• Problem requirements:
Only the closing portion of the entries is to be reproduced: the line containing "-- sample response" through the very last line, exactly as written.

• Data under study:
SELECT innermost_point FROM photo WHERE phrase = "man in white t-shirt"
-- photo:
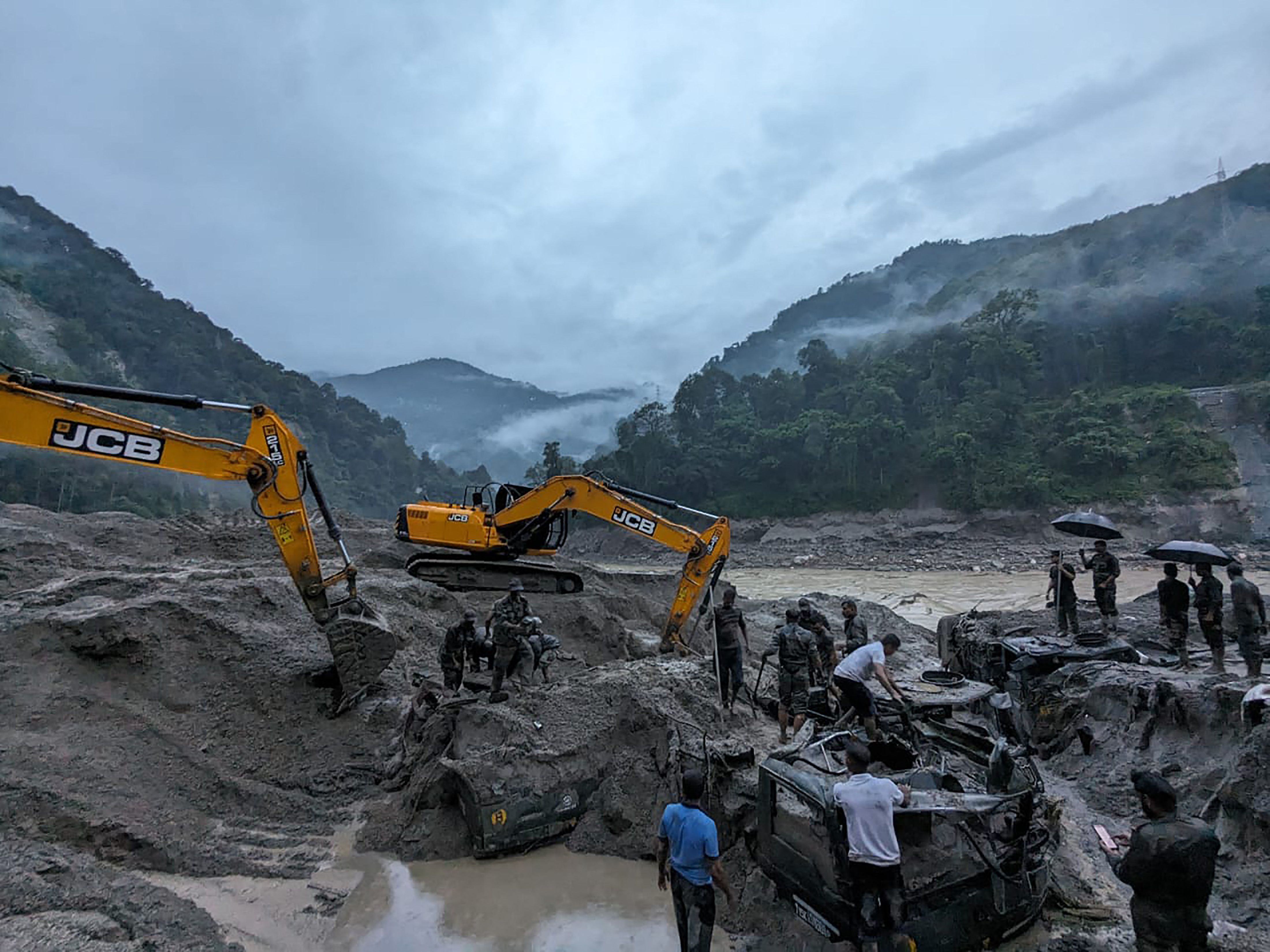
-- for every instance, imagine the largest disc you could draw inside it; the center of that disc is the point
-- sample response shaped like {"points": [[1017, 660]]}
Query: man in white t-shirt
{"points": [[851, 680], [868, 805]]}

• Result:
-- sample response shaped like {"points": [[1017, 660]]}
Query: man in white t-shirt
{"points": [[851, 680], [868, 805]]}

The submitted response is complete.